*Given passage*

I'm sure this widens out into any cultural divisions--ach, I can't explain it!  I was thinking female/male, now imperial/regional, .  But then--heh!--in the diary I was also pondering the connection of music to mimicry, where (ponder ponder!) you need a certain size of culture (the cities?  The birth of cities always reminds me of margouillat!) before it naturally treats itself as the object(s) rather than assuming human ears as the subject and the non-human sounds as the objects to be mimicked or....I'm sure there's a word...brought somehow into the world of human...expression?

Yes, a huge subject!

Don't fight forces, use them R. Buckminster Fuller.

by rg (leopold dot lepster at google mail dot com) on Thu Mar 27th, 2008 at 06:23:41 AM EST
[ Parent ]
I'm intrigued by the crossover aspect--where music (including voice intonation--detonation--you said it better!) won't fit in the box, maybe in spite of the desires of the composer(s); or even vice versa: where an individual or group strenuously try to break out of the box, but the wider culture-gravity...

I'm curious, what do you mean with the latter?

I think this culture-style thing is fuzzier than that, and fuzzier than I first made it. Even if say French hip-hop is not like US-American English hip-hop, it's still different from what was there. The combination (language+style) has to work, meaning changes to both, and I would even say there will be a change (enhancement, addition, new variant) the 'entire' language. In the example, I mean both English in which it grew originally and French into it it was transplanted and then grew on on its own. I think "self-consciously nationalist music" is a somewhat different thing; not in practice: it also involves creative adaptation of styles from outside; but in its ideology: the focus is not in the mixing and fitting but on the creation of categoric separation.

*Lunatic*, n.
One whose delusions are out of fashion.

by DoDo on Thu Mar 27th, 2008 at 07:43:23 AM EST
[ Parent ]
I'm curious, what do you mean with the latter?

*What needs to be done*
Continue the discussion of music and cultural boundaries, starting after its final sentence.

*Material shown*

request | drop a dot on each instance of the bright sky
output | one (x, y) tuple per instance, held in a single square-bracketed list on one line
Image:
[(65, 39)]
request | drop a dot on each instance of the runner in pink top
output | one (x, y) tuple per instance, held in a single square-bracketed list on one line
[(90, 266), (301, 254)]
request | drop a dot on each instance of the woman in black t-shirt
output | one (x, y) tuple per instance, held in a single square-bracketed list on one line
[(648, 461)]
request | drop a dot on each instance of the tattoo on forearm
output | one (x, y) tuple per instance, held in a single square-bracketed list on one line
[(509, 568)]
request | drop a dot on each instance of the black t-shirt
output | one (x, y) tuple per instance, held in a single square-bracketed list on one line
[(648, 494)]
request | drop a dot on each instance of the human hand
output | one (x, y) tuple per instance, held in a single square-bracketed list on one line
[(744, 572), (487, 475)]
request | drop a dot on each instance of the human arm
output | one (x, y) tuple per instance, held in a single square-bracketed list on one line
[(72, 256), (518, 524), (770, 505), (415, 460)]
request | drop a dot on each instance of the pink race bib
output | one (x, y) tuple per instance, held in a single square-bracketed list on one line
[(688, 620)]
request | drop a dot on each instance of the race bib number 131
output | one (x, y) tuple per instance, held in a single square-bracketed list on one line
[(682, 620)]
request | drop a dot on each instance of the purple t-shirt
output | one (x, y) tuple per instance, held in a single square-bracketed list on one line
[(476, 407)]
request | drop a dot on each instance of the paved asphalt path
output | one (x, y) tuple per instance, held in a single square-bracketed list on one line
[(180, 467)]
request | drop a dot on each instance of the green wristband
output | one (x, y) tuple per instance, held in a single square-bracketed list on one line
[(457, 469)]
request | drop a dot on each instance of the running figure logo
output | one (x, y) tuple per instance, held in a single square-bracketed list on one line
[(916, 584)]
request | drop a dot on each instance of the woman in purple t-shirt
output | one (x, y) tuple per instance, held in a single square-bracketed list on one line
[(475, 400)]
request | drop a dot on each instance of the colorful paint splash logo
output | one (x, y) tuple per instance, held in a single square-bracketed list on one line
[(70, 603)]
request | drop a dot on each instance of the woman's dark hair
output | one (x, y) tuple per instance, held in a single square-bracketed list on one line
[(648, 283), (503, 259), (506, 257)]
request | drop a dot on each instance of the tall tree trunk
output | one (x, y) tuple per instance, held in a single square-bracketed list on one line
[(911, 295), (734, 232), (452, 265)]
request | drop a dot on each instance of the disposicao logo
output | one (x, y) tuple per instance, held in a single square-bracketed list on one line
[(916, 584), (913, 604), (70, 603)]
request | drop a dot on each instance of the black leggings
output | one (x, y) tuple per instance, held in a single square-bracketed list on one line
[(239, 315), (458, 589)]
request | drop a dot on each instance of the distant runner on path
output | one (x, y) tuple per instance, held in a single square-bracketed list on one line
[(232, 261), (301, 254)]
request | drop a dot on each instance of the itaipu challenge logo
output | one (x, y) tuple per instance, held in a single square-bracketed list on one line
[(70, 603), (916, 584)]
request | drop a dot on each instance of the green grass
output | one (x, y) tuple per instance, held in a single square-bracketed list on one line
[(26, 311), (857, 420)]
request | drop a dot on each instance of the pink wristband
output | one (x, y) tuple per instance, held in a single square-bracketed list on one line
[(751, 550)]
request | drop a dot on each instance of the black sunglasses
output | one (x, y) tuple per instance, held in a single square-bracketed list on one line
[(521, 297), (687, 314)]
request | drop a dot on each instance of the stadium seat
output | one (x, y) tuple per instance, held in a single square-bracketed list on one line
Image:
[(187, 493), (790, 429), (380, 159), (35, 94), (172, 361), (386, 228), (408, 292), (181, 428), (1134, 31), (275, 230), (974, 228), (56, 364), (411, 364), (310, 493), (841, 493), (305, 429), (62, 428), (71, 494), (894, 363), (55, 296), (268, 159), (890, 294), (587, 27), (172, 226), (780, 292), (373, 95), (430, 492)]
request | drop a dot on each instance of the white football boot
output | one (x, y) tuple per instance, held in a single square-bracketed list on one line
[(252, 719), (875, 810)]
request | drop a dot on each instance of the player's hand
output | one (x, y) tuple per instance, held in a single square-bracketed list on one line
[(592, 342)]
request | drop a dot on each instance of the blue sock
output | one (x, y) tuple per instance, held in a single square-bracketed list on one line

*The reply*
(These are my muddled thoughts):

In the attempt to break out of limited (in this context musical) cultural environments, it's hard not to end up tinkering within, making superficial changes without being able to hear (because we're using music as context)--in some way--the wider structural impositions.  My simple example is the four beat: it's ubiquity is recent (here's my guess: before the advent of television the most common beats were threes and twos, the folk music steps, foxtrot, polka, mazurka, tango, waltz, etc.)  The four beat of, say, Johnny B. Goode, with its chugginess is--if we think of dancing to music--more a ONE an TWO an ONE an TWO an... oompa choompa, which (my knowledge of folk dances is very limited)...is sorta polka-like (?) but with an added hip kick...

Anyways, (I may have that all wrong!) groups and individuals will experiment with guitar sounds, vocal sounds, verse-chorus structure--but...move away from the four beat?  (And I'd go a bit further and say its actually a sub-element of the four beat that is to the fore--but I haven't listened to much contemporary music recently--so I'm throwing a few stereotypes around--trying to make my point, badly!)

Ach: how about this non-musical example?  I don't know how true it is now, but in the late eighties, early nineties, the japanese who came over to england had a uniquely japanese approach to western fashions: what they'd do (this was my experience) is, they'd dress from head to toe (from hair cut to shoes) in the fashions they'd seen in magazines.  Thing is, very few people here actually dressed like that.  There'd be one item or two from the fashion rails maybe, but there was actually a term (fashion victim) for a person who bedecked themselves is bought-fashion.  The idea was (as I say I'm way out of the loop now) that you'd have to invent a bit yourself--

So within the UK culture there were limits imposed--to break out of that might be an urge, but the wider culture (you have to invent a bit yourself and...I dunno....people have to notice and give you the positive nod in some way) was unseen--but it was clearly there because the japanese, who didn't know these rules, loved the fashion culture but they couldn't quite get...that they had absorbed it in their own way.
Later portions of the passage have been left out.